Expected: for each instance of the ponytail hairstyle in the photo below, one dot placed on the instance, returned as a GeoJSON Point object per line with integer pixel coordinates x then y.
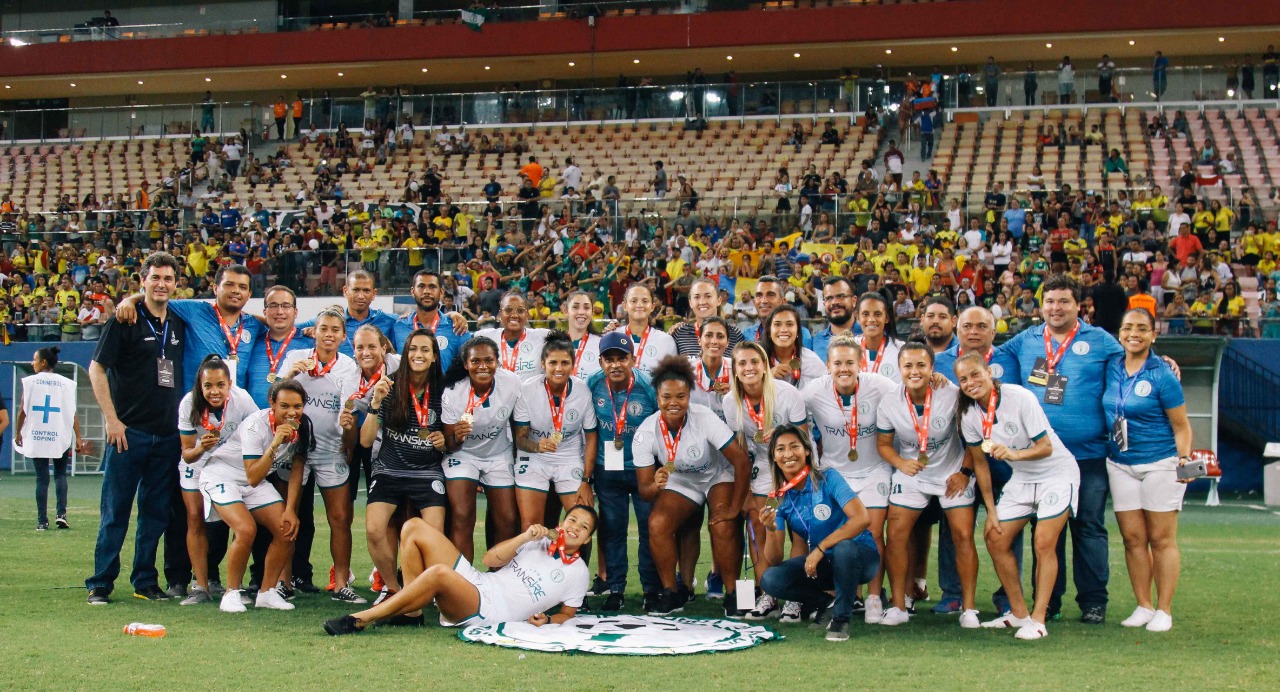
{"type": "Point", "coordinates": [402, 408]}
{"type": "Point", "coordinates": [199, 404]}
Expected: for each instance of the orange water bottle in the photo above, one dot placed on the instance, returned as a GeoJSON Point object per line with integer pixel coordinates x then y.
{"type": "Point", "coordinates": [140, 629]}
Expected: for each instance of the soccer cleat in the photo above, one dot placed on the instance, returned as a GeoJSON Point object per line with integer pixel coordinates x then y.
{"type": "Point", "coordinates": [232, 601]}
{"type": "Point", "coordinates": [196, 596]}
{"type": "Point", "coordinates": [947, 606]}
{"type": "Point", "coordinates": [837, 631]}
{"type": "Point", "coordinates": [895, 617]}
{"type": "Point", "coordinates": [764, 606]}
{"type": "Point", "coordinates": [348, 595]}
{"type": "Point", "coordinates": [874, 610]}
{"type": "Point", "coordinates": [272, 600]}
{"type": "Point", "coordinates": [1031, 631]}
{"type": "Point", "coordinates": [1161, 622]}
{"type": "Point", "coordinates": [790, 613]}
{"type": "Point", "coordinates": [150, 594]}
{"type": "Point", "coordinates": [1141, 617]}
{"type": "Point", "coordinates": [613, 603]}
{"type": "Point", "coordinates": [344, 624]}
{"type": "Point", "coordinates": [1095, 614]}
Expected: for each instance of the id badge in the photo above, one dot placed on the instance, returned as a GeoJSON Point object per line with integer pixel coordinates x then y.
{"type": "Point", "coordinates": [1040, 372]}
{"type": "Point", "coordinates": [615, 458]}
{"type": "Point", "coordinates": [164, 372]}
{"type": "Point", "coordinates": [1120, 434]}
{"type": "Point", "coordinates": [1055, 392]}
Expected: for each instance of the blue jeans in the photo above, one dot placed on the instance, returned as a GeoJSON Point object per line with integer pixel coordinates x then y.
{"type": "Point", "coordinates": [615, 489]}
{"type": "Point", "coordinates": [949, 578]}
{"type": "Point", "coordinates": [844, 568]}
{"type": "Point", "coordinates": [1091, 559]}
{"type": "Point", "coordinates": [149, 471]}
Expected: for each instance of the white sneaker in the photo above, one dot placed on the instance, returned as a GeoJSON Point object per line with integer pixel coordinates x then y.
{"type": "Point", "coordinates": [874, 610]}
{"type": "Point", "coordinates": [764, 606]}
{"type": "Point", "coordinates": [1032, 631]}
{"type": "Point", "coordinates": [790, 613]}
{"type": "Point", "coordinates": [895, 617]}
{"type": "Point", "coordinates": [1139, 618]}
{"type": "Point", "coordinates": [232, 601]}
{"type": "Point", "coordinates": [273, 600]}
{"type": "Point", "coordinates": [1161, 622]}
{"type": "Point", "coordinates": [1008, 619]}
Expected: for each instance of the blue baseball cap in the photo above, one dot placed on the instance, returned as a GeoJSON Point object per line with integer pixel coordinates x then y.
{"type": "Point", "coordinates": [616, 340]}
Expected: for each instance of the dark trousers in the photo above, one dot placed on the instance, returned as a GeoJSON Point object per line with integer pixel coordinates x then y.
{"type": "Point", "coordinates": [42, 486]}
{"type": "Point", "coordinates": [147, 471]}
{"type": "Point", "coordinates": [615, 491]}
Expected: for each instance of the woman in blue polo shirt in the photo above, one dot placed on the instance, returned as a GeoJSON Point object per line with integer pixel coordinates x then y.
{"type": "Point", "coordinates": [1150, 439]}
{"type": "Point", "coordinates": [826, 513]}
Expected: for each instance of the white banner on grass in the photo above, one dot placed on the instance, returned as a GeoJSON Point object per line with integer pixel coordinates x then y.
{"type": "Point", "coordinates": [624, 635]}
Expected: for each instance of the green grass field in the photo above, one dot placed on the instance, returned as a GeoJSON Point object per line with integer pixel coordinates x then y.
{"type": "Point", "coordinates": [1224, 636]}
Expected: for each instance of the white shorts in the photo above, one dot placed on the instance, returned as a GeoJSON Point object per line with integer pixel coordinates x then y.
{"type": "Point", "coordinates": [188, 476]}
{"type": "Point", "coordinates": [873, 487]}
{"type": "Point", "coordinates": [489, 472]}
{"type": "Point", "coordinates": [222, 493]}
{"type": "Point", "coordinates": [566, 479]}
{"type": "Point", "coordinates": [696, 491]}
{"type": "Point", "coordinates": [913, 493]}
{"type": "Point", "coordinates": [1152, 487]}
{"type": "Point", "coordinates": [1042, 499]}
{"type": "Point", "coordinates": [493, 606]}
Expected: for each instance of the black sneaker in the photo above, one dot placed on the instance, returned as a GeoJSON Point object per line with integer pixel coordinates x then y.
{"type": "Point", "coordinates": [615, 603]}
{"type": "Point", "coordinates": [1095, 614]}
{"type": "Point", "coordinates": [344, 624]}
{"type": "Point", "coordinates": [667, 603]}
{"type": "Point", "coordinates": [305, 586]}
{"type": "Point", "coordinates": [837, 631]}
{"type": "Point", "coordinates": [150, 594]}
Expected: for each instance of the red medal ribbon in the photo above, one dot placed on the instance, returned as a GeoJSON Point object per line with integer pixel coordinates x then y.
{"type": "Point", "coordinates": [920, 425]}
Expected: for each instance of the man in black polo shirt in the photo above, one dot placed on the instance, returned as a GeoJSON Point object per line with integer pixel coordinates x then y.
{"type": "Point", "coordinates": [137, 380]}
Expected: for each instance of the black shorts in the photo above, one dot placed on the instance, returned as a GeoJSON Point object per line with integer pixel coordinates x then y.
{"type": "Point", "coordinates": [417, 494]}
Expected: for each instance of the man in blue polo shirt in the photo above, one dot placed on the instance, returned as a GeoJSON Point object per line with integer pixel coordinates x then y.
{"type": "Point", "coordinates": [624, 398]}
{"type": "Point", "coordinates": [1064, 362]}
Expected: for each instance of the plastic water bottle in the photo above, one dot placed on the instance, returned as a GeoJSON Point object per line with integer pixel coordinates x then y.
{"type": "Point", "coordinates": [141, 629]}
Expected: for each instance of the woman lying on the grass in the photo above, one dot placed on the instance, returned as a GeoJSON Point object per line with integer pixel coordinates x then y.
{"type": "Point", "coordinates": [533, 572]}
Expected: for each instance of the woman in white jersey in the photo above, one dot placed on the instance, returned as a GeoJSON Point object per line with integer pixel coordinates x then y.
{"type": "Point", "coordinates": [208, 416]}
{"type": "Point", "coordinates": [530, 573]}
{"type": "Point", "coordinates": [234, 482]}
{"type": "Point", "coordinates": [1008, 422]}
{"type": "Point", "coordinates": [650, 344]}
{"type": "Point", "coordinates": [878, 340]}
{"type": "Point", "coordinates": [330, 379]}
{"type": "Point", "coordinates": [479, 399]}
{"type": "Point", "coordinates": [789, 361]}
{"type": "Point", "coordinates": [917, 434]}
{"type": "Point", "coordinates": [842, 406]}
{"type": "Point", "coordinates": [686, 458]}
{"type": "Point", "coordinates": [586, 344]}
{"type": "Point", "coordinates": [556, 439]}
{"type": "Point", "coordinates": [757, 403]}
{"type": "Point", "coordinates": [520, 347]}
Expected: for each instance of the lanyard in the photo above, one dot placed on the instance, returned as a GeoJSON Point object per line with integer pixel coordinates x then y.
{"type": "Point", "coordinates": [1052, 357]}
{"type": "Point", "coordinates": [232, 339]}
{"type": "Point", "coordinates": [274, 358]}
{"type": "Point", "coordinates": [920, 425]}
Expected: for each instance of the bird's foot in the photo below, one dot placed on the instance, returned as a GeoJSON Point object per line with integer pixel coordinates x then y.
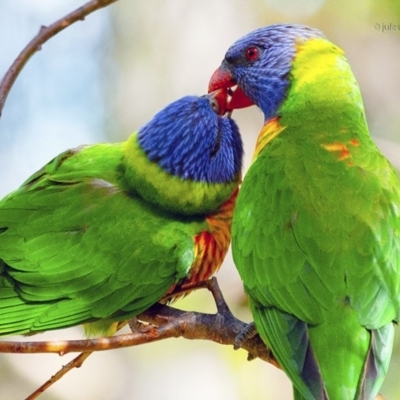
{"type": "Point", "coordinates": [245, 334]}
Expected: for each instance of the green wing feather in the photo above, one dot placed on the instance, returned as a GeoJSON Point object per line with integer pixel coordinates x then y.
{"type": "Point", "coordinates": [315, 240]}
{"type": "Point", "coordinates": [69, 262]}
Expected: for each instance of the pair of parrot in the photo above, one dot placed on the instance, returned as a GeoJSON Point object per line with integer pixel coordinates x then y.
{"type": "Point", "coordinates": [102, 232]}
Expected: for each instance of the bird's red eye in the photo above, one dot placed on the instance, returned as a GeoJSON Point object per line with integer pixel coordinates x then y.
{"type": "Point", "coordinates": [252, 53]}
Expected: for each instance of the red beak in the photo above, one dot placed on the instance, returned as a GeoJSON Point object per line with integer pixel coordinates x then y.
{"type": "Point", "coordinates": [228, 99]}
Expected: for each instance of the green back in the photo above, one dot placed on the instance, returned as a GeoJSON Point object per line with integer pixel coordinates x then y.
{"type": "Point", "coordinates": [316, 235]}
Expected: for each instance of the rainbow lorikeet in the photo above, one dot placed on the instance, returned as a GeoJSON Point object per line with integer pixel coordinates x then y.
{"type": "Point", "coordinates": [316, 229]}
{"type": "Point", "coordinates": [104, 231]}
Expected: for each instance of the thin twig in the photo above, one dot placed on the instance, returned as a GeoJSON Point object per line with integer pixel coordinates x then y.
{"type": "Point", "coordinates": [166, 322]}
{"type": "Point", "coordinates": [75, 363]}
{"type": "Point", "coordinates": [45, 33]}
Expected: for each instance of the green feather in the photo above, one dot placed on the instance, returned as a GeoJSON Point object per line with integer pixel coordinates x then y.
{"type": "Point", "coordinates": [316, 236]}
{"type": "Point", "coordinates": [80, 244]}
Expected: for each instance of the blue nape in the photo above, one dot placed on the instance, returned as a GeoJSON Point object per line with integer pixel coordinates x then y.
{"type": "Point", "coordinates": [188, 139]}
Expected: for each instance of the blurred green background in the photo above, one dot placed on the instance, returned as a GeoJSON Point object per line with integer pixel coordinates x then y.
{"type": "Point", "coordinates": [103, 78]}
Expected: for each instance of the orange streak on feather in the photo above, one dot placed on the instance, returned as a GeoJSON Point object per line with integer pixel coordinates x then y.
{"type": "Point", "coordinates": [341, 148]}
{"type": "Point", "coordinates": [269, 131]}
{"type": "Point", "coordinates": [212, 245]}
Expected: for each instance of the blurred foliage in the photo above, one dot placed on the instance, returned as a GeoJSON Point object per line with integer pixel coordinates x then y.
{"type": "Point", "coordinates": [105, 77]}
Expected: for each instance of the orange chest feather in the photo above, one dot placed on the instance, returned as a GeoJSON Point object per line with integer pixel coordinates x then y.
{"type": "Point", "coordinates": [212, 245]}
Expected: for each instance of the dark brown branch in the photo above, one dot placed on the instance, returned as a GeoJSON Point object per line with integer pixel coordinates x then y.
{"type": "Point", "coordinates": [45, 33]}
{"type": "Point", "coordinates": [165, 322]}
{"type": "Point", "coordinates": [75, 363]}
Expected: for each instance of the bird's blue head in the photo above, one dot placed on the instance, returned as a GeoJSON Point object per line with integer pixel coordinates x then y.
{"type": "Point", "coordinates": [190, 140]}
{"type": "Point", "coordinates": [259, 64]}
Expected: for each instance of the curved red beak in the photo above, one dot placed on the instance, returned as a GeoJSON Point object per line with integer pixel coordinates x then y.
{"type": "Point", "coordinates": [228, 99]}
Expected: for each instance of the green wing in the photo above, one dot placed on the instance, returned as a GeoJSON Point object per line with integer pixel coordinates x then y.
{"type": "Point", "coordinates": [75, 247]}
{"type": "Point", "coordinates": [316, 244]}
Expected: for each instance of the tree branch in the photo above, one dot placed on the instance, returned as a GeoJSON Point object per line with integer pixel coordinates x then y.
{"type": "Point", "coordinates": [164, 322]}
{"type": "Point", "coordinates": [45, 33]}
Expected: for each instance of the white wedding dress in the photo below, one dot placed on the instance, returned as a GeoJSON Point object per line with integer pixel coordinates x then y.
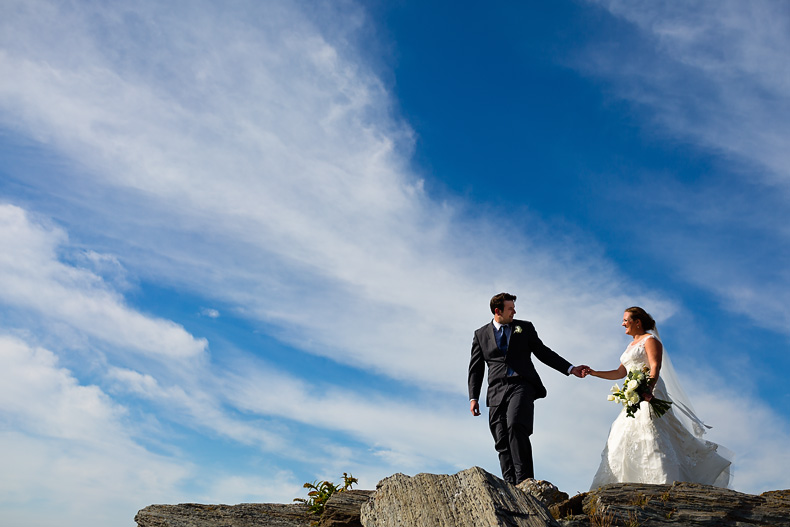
{"type": "Point", "coordinates": [650, 449]}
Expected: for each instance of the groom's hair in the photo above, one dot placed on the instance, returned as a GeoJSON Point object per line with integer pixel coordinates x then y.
{"type": "Point", "coordinates": [498, 301]}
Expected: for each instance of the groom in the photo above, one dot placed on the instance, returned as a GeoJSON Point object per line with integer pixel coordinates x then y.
{"type": "Point", "coordinates": [506, 346]}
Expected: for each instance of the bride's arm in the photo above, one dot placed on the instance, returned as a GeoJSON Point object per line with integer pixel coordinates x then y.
{"type": "Point", "coordinates": [655, 351]}
{"type": "Point", "coordinates": [619, 373]}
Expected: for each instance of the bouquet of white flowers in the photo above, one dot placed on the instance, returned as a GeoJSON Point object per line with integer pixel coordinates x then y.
{"type": "Point", "coordinates": [633, 392]}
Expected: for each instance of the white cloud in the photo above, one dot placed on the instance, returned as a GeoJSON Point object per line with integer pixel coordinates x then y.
{"type": "Point", "coordinates": [721, 76]}
{"type": "Point", "coordinates": [63, 443]}
{"type": "Point", "coordinates": [713, 75]}
{"type": "Point", "coordinates": [249, 160]}
{"type": "Point", "coordinates": [32, 278]}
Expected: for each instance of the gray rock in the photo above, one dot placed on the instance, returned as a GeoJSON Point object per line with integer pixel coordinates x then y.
{"type": "Point", "coordinates": [343, 508]}
{"type": "Point", "coordinates": [472, 498]}
{"type": "Point", "coordinates": [543, 490]}
{"type": "Point", "coordinates": [243, 515]}
{"type": "Point", "coordinates": [687, 504]}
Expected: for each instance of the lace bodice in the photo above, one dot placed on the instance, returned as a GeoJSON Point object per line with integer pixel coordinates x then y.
{"type": "Point", "coordinates": [635, 358]}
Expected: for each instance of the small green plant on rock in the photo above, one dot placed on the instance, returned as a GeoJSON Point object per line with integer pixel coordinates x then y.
{"type": "Point", "coordinates": [321, 491]}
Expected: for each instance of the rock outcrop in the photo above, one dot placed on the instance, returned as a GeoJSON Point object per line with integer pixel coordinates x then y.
{"type": "Point", "coordinates": [472, 498]}
{"type": "Point", "coordinates": [476, 498]}
{"type": "Point", "coordinates": [343, 508]}
{"type": "Point", "coordinates": [687, 504]}
{"type": "Point", "coordinates": [244, 515]}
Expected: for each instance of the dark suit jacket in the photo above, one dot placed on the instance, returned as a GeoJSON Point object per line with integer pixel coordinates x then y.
{"type": "Point", "coordinates": [519, 357]}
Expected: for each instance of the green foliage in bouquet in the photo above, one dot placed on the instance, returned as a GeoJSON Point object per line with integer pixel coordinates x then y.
{"type": "Point", "coordinates": [633, 392]}
{"type": "Point", "coordinates": [321, 491]}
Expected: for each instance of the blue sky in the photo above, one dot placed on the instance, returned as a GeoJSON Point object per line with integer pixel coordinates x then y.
{"type": "Point", "coordinates": [246, 244]}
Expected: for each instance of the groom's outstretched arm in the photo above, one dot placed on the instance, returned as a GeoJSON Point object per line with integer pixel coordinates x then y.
{"type": "Point", "coordinates": [477, 368]}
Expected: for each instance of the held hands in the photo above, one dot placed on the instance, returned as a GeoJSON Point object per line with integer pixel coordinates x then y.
{"type": "Point", "coordinates": [581, 371]}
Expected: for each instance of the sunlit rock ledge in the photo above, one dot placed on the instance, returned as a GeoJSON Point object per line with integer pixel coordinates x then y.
{"type": "Point", "coordinates": [476, 498]}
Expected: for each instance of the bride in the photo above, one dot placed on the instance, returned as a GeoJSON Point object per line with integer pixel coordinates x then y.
{"type": "Point", "coordinates": [650, 449]}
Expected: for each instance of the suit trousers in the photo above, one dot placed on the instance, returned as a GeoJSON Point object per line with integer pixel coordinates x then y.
{"type": "Point", "coordinates": [511, 425]}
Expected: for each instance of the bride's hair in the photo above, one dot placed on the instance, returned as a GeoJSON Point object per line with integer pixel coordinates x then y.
{"type": "Point", "coordinates": [643, 316]}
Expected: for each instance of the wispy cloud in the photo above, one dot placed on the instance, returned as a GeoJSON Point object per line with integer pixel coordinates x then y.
{"type": "Point", "coordinates": [246, 156]}
{"type": "Point", "coordinates": [32, 278]}
{"type": "Point", "coordinates": [63, 443]}
{"type": "Point", "coordinates": [713, 75]}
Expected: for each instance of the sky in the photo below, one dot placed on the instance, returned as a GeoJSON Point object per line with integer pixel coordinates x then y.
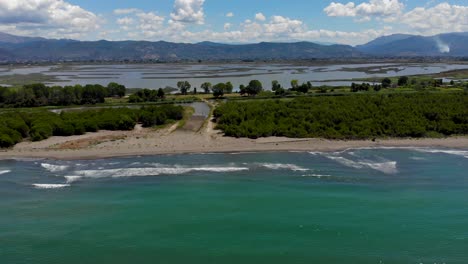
{"type": "Point", "coordinates": [232, 21]}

---

__THE TASK__
Please write out, exactly, every line from the line with "Expected: for each instance of the sunlit" through the final line of the data above, leaving out pictures.

__WRITTEN SOLUTION__
Expected: for each instance of the sunlit rock ledge in the photo above, one dot placed on the instance, returned as a GeoJSON Point object per line with integer pixel coordinates x then y.
{"type": "Point", "coordinates": [476, 498]}
Expected: for each instance of the bride in the photo above, one dot placed on the instance, returned as a GeoJSON Point object per line with integer pixel coordinates x then y.
{"type": "Point", "coordinates": [650, 449]}
Expected: for each instance of the suit trousers in the photo above, one dot placed on the instance, returned as a GeoJSON Point object per line with integer pixel coordinates x then y.
{"type": "Point", "coordinates": [511, 425]}
Expected: for each instance of the bride's hair in the photo above, one dot placed on the instance, returned as a GeoJSON Point object per line with integer pixel coordinates x then y.
{"type": "Point", "coordinates": [643, 316]}
Expected: for each instance of the wispy cloud in the photo above, one dot placed on the instance, returned as a GeoJSON Point object per line with integer pixel coordinates x then y.
{"type": "Point", "coordinates": [246, 156]}
{"type": "Point", "coordinates": [32, 278]}
{"type": "Point", "coordinates": [63, 443]}
{"type": "Point", "coordinates": [713, 75]}
Expected: for each instance of the sky in the photo below, one dot placed on the instance, returned as a GeoJSON Point object per line with integer pixel coordinates x then y.
{"type": "Point", "coordinates": [232, 21]}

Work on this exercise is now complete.